***** READING TEXT *****

Setting Priorities
Larry Reznick
nice(1) is nice. By prefixing a command line with the
word
"nice," SVR4 users can reduce the impact of
their programs
by 10 levels of priority. If users don't run nice, the
system's
default priority, which is set to level 20 out of 40
total levels,
applies. Increasing the niceness of user programs by
10 can
make a real difference to system performance. But just
try to get
your users to do that regularly.
renice(1) is nicer. This BSD extension to SVR4 lets
users
change the priority of their own jobs. Only the system
administrator
can reduce a job's niceness, making the job take more
of the system's
attention. But users can make their own jobs nicer to
the system by
setting one of the 20 niceness levels for any or all
of their processes.
renice has no default priority, though. Users must explicitly
name some priority change amount to apply to all of
the process IDs
(pids) named. Again, this doesn't happen automatically.
It's a dirty
job and the system administrator is probably going to
get stuck with
it.

*****

WRITTEN TASK 1. In the article on setting priorities, what priority level applies when users don't run nice?
WRITTEN TASK 2. Say whether each statement agrees with the article on setting priorities, answering yes or no and quoting the deciding words: (a) Only the system administrator can reduce a job's niceness. (b) renice applies a default priority when none is named. (c) renice is a BSD extension to SVR4.
WRITTEN TASK 3. Please pick up the article on setting priorities after its final sentence and carry it forward.

***** MATERIAL PROVIDED *****

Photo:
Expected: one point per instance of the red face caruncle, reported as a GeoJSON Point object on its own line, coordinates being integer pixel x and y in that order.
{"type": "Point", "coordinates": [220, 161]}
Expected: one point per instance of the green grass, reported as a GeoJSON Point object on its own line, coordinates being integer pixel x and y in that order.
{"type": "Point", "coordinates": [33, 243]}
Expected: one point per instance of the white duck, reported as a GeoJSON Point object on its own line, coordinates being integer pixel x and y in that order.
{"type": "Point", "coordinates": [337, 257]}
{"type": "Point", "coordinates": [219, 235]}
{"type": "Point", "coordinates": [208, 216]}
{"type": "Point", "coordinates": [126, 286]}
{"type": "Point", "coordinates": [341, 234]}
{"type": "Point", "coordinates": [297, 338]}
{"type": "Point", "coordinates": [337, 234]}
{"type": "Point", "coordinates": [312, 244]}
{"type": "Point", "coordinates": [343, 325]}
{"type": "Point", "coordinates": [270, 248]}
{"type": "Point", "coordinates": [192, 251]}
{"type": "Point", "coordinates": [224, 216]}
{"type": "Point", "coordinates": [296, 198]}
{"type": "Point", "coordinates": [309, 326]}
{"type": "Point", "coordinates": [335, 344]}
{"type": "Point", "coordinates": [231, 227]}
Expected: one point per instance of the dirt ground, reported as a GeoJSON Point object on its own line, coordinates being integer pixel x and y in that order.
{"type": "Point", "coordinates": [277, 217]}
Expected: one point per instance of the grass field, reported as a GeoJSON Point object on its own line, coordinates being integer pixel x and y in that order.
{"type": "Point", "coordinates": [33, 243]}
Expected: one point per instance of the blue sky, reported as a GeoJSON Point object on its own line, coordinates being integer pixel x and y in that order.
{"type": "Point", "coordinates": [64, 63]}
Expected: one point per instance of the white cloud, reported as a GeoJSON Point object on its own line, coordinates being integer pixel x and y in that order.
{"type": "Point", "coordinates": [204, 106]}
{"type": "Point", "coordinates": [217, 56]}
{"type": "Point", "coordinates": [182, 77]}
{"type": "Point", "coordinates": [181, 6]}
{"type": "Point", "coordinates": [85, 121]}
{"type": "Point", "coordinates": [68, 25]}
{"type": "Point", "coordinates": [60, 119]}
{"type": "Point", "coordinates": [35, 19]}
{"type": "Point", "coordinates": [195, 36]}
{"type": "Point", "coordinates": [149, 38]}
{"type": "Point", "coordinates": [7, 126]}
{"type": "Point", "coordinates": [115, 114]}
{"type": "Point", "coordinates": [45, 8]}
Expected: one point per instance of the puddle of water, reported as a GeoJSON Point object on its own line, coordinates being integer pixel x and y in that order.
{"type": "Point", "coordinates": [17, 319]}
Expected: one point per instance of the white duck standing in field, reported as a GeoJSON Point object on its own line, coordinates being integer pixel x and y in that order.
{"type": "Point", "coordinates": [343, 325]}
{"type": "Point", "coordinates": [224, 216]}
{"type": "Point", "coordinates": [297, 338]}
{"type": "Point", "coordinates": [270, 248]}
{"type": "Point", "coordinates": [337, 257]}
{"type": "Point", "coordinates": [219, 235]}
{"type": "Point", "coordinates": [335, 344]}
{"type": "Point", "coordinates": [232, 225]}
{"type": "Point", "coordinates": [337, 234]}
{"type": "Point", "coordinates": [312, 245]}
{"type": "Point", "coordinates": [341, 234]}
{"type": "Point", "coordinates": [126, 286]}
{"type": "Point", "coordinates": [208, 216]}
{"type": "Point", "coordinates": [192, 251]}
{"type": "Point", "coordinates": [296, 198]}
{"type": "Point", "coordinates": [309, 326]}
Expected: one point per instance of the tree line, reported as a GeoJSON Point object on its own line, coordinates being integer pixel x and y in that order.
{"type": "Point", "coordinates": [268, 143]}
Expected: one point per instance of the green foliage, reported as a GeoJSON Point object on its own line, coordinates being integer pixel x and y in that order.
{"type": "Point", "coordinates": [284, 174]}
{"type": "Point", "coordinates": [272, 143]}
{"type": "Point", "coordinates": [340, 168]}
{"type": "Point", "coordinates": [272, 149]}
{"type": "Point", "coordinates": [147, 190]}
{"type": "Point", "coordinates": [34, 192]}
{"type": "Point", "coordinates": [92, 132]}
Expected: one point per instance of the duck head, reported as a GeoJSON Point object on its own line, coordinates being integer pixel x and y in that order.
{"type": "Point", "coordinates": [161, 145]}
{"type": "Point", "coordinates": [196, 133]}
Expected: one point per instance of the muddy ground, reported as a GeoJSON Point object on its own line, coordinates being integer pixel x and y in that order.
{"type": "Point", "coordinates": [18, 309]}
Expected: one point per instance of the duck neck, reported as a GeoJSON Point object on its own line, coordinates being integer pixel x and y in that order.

*****

EXERCISE OUTPUT 1. Level 20 out of 40 total levels.

EXERCISE OUTPUT 2.
(a) Yes: "Only the system administrator can reduce a job's niceness"
(b) No: "renice has no default priority, though."
(c) Yes: "This BSD extension to SVR4"

EXERCISE OUTPUT 3.
On SVR4, renice's work is done with priocntl(1). As
with renice, all users can apply priocntl to their
own jobs, but only a root user can apply it to any job.
priocntl
has more control over process scheduling than nice or
renice.
System administrators can also change the scheduler's
priorities for
handling all jobs using dispadmin(1M).
Some of this process priority information is available
from ps(1).
SVR4's version of ps shows detailed information when
used
with the -elf option. However, two other options show
additional
ps information useful for priocntl: -j gives process
group ID numbers (pgid) and session ID numbers (sid),
and -c
gives scheduling classes and global priority levels.
Figure 1 shows
the information generated when these two options are
added to the
-elf option. Notice that -elf shows the PID (process
ID), the PPID (parent process ID), the C (CPU's utilization
percentage),
the PRI (process priority), and the NI (nice number).
The priority
numbers in the PRI column show niceness -- that is,
the higher
the number, the lower the priority -- but on a larger
scale than
the NI numbers, which are constrained into the nice
command's
range.
ps's -j option adds the PGID and SID numbers between
the PPID and the C columns. These numbers are useful
in priocntl
when you want to display (priocntl -d option) or set
(priocntl -s option) priorities by specific group or
session IDs (add the -i pgid option or the -i sid option
to priocntl's command line).
ps's -c option is more significant when using priocntl.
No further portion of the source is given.